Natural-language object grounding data
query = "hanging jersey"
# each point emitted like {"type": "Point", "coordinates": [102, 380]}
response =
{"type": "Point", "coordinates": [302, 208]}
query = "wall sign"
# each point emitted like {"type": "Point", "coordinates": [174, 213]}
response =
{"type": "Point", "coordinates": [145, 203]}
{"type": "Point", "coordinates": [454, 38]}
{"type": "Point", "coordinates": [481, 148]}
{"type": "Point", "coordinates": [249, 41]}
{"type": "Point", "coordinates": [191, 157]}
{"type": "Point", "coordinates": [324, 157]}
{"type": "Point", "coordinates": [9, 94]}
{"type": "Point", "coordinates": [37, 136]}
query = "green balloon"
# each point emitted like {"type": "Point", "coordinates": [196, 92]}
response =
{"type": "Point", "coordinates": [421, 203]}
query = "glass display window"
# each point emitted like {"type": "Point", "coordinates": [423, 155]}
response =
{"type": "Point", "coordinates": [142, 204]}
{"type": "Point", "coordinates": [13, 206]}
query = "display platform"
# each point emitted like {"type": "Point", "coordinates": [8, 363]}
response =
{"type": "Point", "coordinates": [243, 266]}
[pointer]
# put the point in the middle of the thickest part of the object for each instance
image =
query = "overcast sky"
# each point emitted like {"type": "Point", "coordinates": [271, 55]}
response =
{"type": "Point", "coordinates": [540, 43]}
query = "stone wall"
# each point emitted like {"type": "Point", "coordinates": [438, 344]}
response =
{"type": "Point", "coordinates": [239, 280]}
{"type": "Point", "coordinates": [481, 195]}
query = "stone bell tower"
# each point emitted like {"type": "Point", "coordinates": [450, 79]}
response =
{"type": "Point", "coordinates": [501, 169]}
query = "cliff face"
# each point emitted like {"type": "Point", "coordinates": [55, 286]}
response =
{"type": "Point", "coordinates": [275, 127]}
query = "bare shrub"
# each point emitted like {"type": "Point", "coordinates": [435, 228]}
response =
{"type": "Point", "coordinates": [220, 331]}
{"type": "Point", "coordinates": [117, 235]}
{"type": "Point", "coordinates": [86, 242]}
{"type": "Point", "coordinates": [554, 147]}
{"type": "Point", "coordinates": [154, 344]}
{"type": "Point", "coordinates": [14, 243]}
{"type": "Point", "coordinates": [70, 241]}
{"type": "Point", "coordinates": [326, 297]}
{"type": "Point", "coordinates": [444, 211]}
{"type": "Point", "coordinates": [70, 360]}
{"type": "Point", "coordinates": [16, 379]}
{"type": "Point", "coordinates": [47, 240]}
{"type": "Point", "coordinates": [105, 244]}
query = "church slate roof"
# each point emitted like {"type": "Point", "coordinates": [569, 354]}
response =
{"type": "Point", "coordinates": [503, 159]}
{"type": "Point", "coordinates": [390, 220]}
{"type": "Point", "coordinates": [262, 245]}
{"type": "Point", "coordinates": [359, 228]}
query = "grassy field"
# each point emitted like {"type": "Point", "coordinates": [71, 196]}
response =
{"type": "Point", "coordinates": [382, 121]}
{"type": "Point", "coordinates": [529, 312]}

Required work ▸ The records above need to be output again, verbatim.

Exercise response ▸
query = "hanging jersey"
# each point emitted like {"type": "Point", "coordinates": [102, 380]}
response =
{"type": "Point", "coordinates": [302, 208]}
query = "wall sign"
# each point emitted like {"type": "Point", "coordinates": [174, 213]}
response =
{"type": "Point", "coordinates": [145, 203]}
{"type": "Point", "coordinates": [454, 38]}
{"type": "Point", "coordinates": [481, 148]}
{"type": "Point", "coordinates": [249, 41]}
{"type": "Point", "coordinates": [191, 157]}
{"type": "Point", "coordinates": [324, 157]}
{"type": "Point", "coordinates": [9, 94]}
{"type": "Point", "coordinates": [37, 136]}
query = "green balloon"
# each point emitted like {"type": "Point", "coordinates": [196, 92]}
response =
{"type": "Point", "coordinates": [421, 203]}
query = "glass display window"
# each point emitted like {"type": "Point", "coordinates": [423, 155]}
response =
{"type": "Point", "coordinates": [142, 204]}
{"type": "Point", "coordinates": [13, 206]}
query = "display platform"
# each point emitted like {"type": "Point", "coordinates": [8, 363]}
response =
{"type": "Point", "coordinates": [243, 266]}
[pointer]
# put the point in the middle of the thickest part of the object for each instance
image =
query = "overcast sky"
# each point emitted like {"type": "Point", "coordinates": [271, 55]}
response =
{"type": "Point", "coordinates": [540, 43]}
query = "stone wall"
# each point emitted like {"type": "Point", "coordinates": [438, 344]}
response =
{"type": "Point", "coordinates": [239, 280]}
{"type": "Point", "coordinates": [481, 195]}
query = "stone bell tower"
# each point emitted like {"type": "Point", "coordinates": [450, 79]}
response =
{"type": "Point", "coordinates": [501, 169]}
query = "cliff face"
# each point emitted like {"type": "Point", "coordinates": [55, 286]}
response =
{"type": "Point", "coordinates": [275, 127]}
query = "bare shrub"
# each point emitted like {"type": "Point", "coordinates": [435, 228]}
response =
{"type": "Point", "coordinates": [220, 331]}
{"type": "Point", "coordinates": [117, 235]}
{"type": "Point", "coordinates": [86, 242]}
{"type": "Point", "coordinates": [554, 147]}
{"type": "Point", "coordinates": [154, 344]}
{"type": "Point", "coordinates": [14, 243]}
{"type": "Point", "coordinates": [70, 241]}
{"type": "Point", "coordinates": [326, 297]}
{"type": "Point", "coordinates": [444, 211]}
{"type": "Point", "coordinates": [70, 360]}
{"type": "Point", "coordinates": [16, 379]}
{"type": "Point", "coordinates": [47, 240]}
{"type": "Point", "coordinates": [105, 244]}
query = "church slate roof"
# each point emitted like {"type": "Point", "coordinates": [569, 354]}
response =
{"type": "Point", "coordinates": [503, 159]}
{"type": "Point", "coordinates": [390, 220]}
{"type": "Point", "coordinates": [262, 245]}
{"type": "Point", "coordinates": [359, 228]}
query = "grassy field"
# each point emitted like {"type": "Point", "coordinates": [71, 196]}
response =
{"type": "Point", "coordinates": [382, 121]}
{"type": "Point", "coordinates": [529, 312]}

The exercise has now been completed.